= Selected text =
=== Begin Enclosure ===
Experiments on PAR levels in HD cells and huntingtin PAR binding

Blog post by Dr. Tamara Maiuri

Regulation of PAR levels in HD cells

As reported previously, we found higher levels of poly ADP ribose (PAR) in HD cells compared to controls. This is consistent with higher levels of DNA damage found in HD cells by us and by others

For a little more mechanistic insight, we turned to the major regulators of PAR levels: PARP, which generates PAR, and PARG, which breaks PAR down. To get an idea of how well these two proteins are working in HD cells, I performed dose response curves with inhibitors against each.

Interestingly, despite higher overall PAR levels in HD cells, it takes less PARP inhibitor to reduce the response by half (HD cells have a lower IC50). This suggests that the PARP in HD cells isn’t working as well as it does in normal cells. Seems at odds with the elevated PAR levels, but it could be that there’s so much DNA damage in HD cells, the overall PAR is high even without PARP functioning at its max. These results and the experimental details have been deposited to Zenodo.

 

IC50 three trials
PARP inhibitor dose response in cells from healthy control (Q21) and HD patients (Q43 and Q50)
=== End Enclosure ===
= Supplied records =
=== Begin Enclosure ===
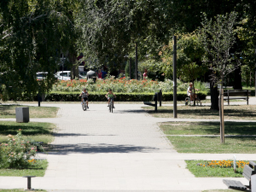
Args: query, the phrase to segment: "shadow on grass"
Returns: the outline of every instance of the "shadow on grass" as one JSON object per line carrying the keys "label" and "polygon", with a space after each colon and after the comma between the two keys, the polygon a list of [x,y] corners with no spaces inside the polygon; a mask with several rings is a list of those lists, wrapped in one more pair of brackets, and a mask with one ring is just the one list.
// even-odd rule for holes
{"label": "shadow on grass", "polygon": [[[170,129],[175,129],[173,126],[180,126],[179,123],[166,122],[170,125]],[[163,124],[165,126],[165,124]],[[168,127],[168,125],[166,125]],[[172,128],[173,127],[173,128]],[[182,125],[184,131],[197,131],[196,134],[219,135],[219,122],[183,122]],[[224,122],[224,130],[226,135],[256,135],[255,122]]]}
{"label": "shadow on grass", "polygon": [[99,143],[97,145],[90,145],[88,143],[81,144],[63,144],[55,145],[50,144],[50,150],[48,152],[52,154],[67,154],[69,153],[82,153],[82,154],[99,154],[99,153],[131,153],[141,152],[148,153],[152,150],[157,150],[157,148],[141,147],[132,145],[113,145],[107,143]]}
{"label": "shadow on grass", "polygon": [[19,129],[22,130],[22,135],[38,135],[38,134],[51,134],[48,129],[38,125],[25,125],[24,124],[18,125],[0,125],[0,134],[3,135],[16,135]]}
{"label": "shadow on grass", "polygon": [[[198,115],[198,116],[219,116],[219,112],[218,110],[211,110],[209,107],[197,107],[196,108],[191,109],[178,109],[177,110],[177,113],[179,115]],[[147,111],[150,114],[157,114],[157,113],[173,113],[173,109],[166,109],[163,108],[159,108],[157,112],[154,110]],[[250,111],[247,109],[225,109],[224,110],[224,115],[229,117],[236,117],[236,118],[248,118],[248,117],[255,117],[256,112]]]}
=== End Enclosure ===
=== Begin Enclosure ===
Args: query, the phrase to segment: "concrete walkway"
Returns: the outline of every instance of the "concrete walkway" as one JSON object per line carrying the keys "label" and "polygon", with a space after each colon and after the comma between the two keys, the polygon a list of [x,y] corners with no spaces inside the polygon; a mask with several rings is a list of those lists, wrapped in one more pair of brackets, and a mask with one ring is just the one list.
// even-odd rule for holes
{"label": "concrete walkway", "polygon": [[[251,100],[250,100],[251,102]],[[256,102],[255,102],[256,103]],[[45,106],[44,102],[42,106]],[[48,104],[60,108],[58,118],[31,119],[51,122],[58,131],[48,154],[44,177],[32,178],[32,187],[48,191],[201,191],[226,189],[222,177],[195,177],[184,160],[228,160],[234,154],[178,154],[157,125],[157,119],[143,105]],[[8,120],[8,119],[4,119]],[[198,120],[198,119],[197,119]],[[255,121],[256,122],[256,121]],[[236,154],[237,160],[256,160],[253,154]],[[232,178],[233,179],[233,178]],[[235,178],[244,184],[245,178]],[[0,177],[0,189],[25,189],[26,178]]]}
=== End Enclosure ===
=== Begin Enclosure ===
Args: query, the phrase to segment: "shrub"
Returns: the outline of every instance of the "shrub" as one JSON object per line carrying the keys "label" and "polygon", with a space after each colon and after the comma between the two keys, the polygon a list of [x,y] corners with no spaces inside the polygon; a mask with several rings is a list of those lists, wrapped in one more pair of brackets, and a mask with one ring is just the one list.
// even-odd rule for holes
=== End Enclosure ===
= What is needed =
Reproduce the blog post on PAR levels in HD cells, word for word and in full.

= Result for this task =
Experiments on PAR levels in HD cells and huntingtin PAR binding

Blog post by Dr. Tamara Maiuri

Regulation of PAR levels in HD cells

As reported previously, we found higher levels of poly ADP ribose (PAR) in HD cells compared to controls. This is consistent with higher levels of DNA damage found in HD cells by us and by others

For a little more mechanistic insight, we turned to the major regulators of PAR levels: PARP, which generates PAR, and PARG, which breaks PAR down. To get an idea of how well these two proteins are working in HD cells, I performed dose response curves with inhibitors against each.

Interestingly, despite higher overall PAR levels in HD cells, it takes less PARP inhibitor to reduce the response by half (HD cells have a lower IC50). This suggests that the PARP in HD cells isn’t working as well as it does in normal cells. Seems at odds with the elevated PAR levels, but it could be that there’s so much DNA damage in HD cells, the overall PAR is high even without PARP functioning at its max. These results and the experimental details have been deposited to Zenodo.

 

IC50 three trials
PARP inhibitor dose response in cells from healthy control (Q21) and HD patients (Q43 and Q50)